───── Record excerpts

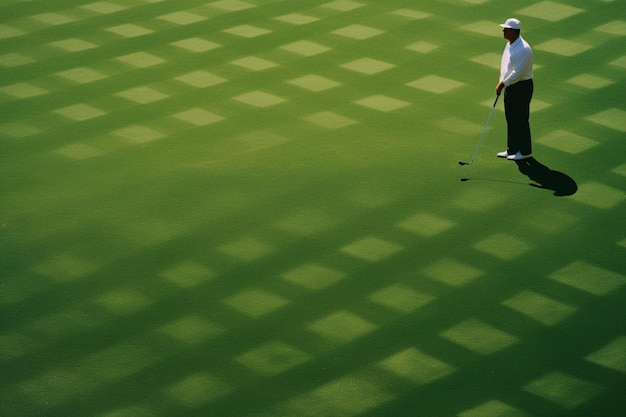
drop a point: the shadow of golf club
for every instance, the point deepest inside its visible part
(561, 184)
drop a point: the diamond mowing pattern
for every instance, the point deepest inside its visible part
(411, 364)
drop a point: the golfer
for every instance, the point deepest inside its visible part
(516, 79)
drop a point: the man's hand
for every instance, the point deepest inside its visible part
(499, 87)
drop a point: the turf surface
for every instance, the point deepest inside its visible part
(253, 208)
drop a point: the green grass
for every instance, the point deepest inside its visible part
(201, 215)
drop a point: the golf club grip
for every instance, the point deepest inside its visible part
(497, 97)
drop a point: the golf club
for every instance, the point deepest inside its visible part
(482, 135)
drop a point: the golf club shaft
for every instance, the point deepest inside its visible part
(484, 130)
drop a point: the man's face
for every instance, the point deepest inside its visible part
(508, 34)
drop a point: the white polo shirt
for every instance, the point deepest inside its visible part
(517, 62)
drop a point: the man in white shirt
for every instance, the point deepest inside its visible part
(516, 79)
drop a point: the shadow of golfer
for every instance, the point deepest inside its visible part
(561, 184)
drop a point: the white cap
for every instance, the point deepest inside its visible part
(512, 23)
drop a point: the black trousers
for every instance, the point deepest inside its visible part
(517, 111)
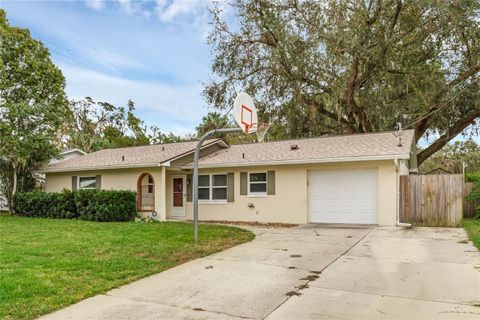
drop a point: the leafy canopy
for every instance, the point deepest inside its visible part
(100, 125)
(32, 106)
(343, 66)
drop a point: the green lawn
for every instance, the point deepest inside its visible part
(47, 264)
(472, 226)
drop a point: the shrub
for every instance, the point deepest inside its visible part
(93, 205)
(60, 205)
(475, 196)
(96, 205)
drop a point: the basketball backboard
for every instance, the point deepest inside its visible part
(245, 113)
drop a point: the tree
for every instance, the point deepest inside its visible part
(100, 125)
(453, 156)
(323, 67)
(32, 107)
(213, 120)
(158, 137)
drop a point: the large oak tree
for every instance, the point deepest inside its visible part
(344, 66)
(33, 106)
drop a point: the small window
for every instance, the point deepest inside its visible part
(257, 183)
(204, 187)
(219, 187)
(146, 192)
(87, 182)
(212, 187)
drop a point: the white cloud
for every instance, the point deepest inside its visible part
(111, 60)
(95, 4)
(172, 108)
(168, 12)
(126, 6)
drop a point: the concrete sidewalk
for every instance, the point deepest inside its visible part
(310, 272)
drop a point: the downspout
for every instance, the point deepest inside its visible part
(397, 205)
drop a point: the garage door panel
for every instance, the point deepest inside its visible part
(343, 196)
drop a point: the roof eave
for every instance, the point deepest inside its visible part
(302, 161)
(95, 168)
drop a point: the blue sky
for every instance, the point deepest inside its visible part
(153, 52)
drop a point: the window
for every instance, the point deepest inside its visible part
(145, 193)
(257, 183)
(87, 182)
(212, 187)
(204, 187)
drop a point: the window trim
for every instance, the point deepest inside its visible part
(210, 188)
(257, 194)
(89, 176)
(140, 193)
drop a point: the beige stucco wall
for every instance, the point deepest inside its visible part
(288, 205)
(290, 202)
(121, 179)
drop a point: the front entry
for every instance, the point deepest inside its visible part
(178, 196)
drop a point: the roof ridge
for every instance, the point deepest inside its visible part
(152, 145)
(320, 137)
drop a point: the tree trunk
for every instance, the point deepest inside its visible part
(10, 199)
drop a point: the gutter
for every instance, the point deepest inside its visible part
(397, 205)
(95, 168)
(302, 161)
(164, 163)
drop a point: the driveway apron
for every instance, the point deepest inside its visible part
(310, 272)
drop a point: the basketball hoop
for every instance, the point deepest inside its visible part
(260, 129)
(245, 114)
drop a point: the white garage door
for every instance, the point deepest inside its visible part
(343, 196)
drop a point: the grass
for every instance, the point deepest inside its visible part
(47, 264)
(472, 226)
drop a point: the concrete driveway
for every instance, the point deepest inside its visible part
(310, 272)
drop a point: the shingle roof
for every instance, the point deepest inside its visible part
(125, 157)
(321, 149)
(352, 147)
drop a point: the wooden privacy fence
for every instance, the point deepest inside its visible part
(432, 200)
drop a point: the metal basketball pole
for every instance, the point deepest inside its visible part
(195, 173)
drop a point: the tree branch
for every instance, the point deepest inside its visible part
(457, 128)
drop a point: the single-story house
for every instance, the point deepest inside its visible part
(40, 178)
(350, 179)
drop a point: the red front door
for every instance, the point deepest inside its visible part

──────────

What to do -
Your answer should be every line above, written out exactly, with no pictures.

Written answer -
drop a point: the shadow of golf club
for every instance, the point deepest inside its visible part
(561, 184)
drop a point: the diamond mowing pattern
for every instance, the point deepest inside its visible part
(411, 364)
drop a point: the golfer
for every instance, the point deepest inside its visible part
(516, 79)
drop a point: the man's hand
for every instance, the point deepest inside its visible part
(499, 87)
drop a point: the turf surface
for every instance, the point deepest inside its visible part
(253, 208)
drop a point: the green grass
for every instance, the point deepest inside its visible part
(201, 215)
drop a point: the golf club grip
for every instance, the point deepest inside its visible part
(497, 97)
drop a point: the golf club
for every instance, the point deepest inside its visible part
(482, 135)
drop a point: the golf club shaft
for every instance, the point deepest inside its visible part
(484, 130)
drop a point: the man's face
for every instance, the point deepest inside its visible part
(508, 34)
drop a point: the white polo shirt
for every instance, the point deepest inside its visible part
(517, 62)
drop a point: the man in white shirt
for every instance, the point deepest inside its visible part
(516, 79)
drop a point: the shadow of golfer
for every instance, the point deepest inside its visible part
(561, 184)
drop a point: the white cap
for every instance, the point deepest inside its visible part
(512, 23)
drop a point: the black trousers
for every instance, the point deepest inside its visible part
(517, 111)
drop a point: the leafy canopy
for every instance, the point deepest inside its visible part
(100, 125)
(32, 106)
(343, 66)
drop a point: the green lawn
for every instance, the point deepest inside its visible part
(47, 264)
(472, 226)
drop a point: the shrub
for every instance, the point deepest inside its visible part
(93, 205)
(60, 205)
(475, 196)
(96, 205)
drop a point: the basketball backboard
for every instance, the point deepest inside its visible part
(245, 113)
drop a point: the tree
for every instance, the point deepest inside its visible part
(100, 125)
(453, 156)
(323, 67)
(32, 107)
(213, 120)
(158, 137)
drop a point: the large oak tree
for every instance, the point deepest inside its visible part
(344, 66)
(33, 106)
drop a point: the small window
for every instance, the point deepest inside its visible part
(257, 183)
(204, 187)
(219, 187)
(146, 192)
(87, 182)
(212, 187)
drop a point: the white cloud
for every instance, the point deepest inside its visible part
(111, 60)
(95, 4)
(172, 108)
(168, 12)
(126, 6)
drop a point: the concrete sidewalk
for every instance, the point deepest inside its visible part
(310, 272)
drop a point: the downspout
for every instance, the point deepest inside its visible part
(397, 205)
drop a point: the garage door panel
for every instance, the point deepest inside its visible part
(343, 196)
drop a point: the roof eave
for every instance, the point deepest inside its visible part
(302, 161)
(95, 168)
drop a point: the blue sky
for every instance, the point deepest inside its visible part
(153, 52)
drop a point: the window
for every instance, the point deepest inside its visible part
(145, 193)
(257, 183)
(87, 182)
(212, 187)
(204, 187)
drop a point: the window trim
for every instance, the point deepest inside its visible part
(210, 188)
(257, 194)
(89, 176)
(140, 193)
drop a point: the beige stucco wall
for every instance, the point deepest inside its visible part
(288, 205)
(290, 202)
(121, 179)
drop a point: the front entry
for every instance, the point deepest inside its visible part
(178, 196)
drop a point: the roof ridge
for every instance, the point deepest inside its visible part
(152, 145)
(320, 137)
drop a point: the tree trunk
for every instance, the point deepest inside its visible part
(10, 199)
drop a point: the gutter
for every instance, the point deepest inside its visible part
(397, 205)
(95, 168)
(302, 161)
(164, 163)
drop a point: the driveway apron
for every instance, the point deepest inside its visible part
(310, 272)
drop a point: the basketball hoop
for every instance, the point deepest inside its visible part
(260, 129)
(245, 114)
drop a point: the white garage door
for every instance, the point deepest inside its visible part
(343, 196)
drop a point: the grass
for every instance, the point deepest inside its visible part
(47, 264)
(472, 226)
drop a point: the concrete driveway
for every instance, the point deepest inside its visible part
(310, 272)
drop a point: the shingle roof
for every instance, the point deepest inside its visible part
(125, 157)
(321, 149)
(352, 147)
drop a point: the wooden privacy fence
for every instance, the point deepest inside its visible part
(432, 200)
drop a point: the metal basketball pole
for every instance, the point deepest inside its visible part
(195, 173)
drop a point: the tree branch
for every instance, the point deepest inside its visible part
(457, 128)
drop a point: the single-story house
for every instance, the point deepest inside its visible part
(40, 178)
(350, 179)
drop a point: the red front door
for every instance, the point deepest inside its visible part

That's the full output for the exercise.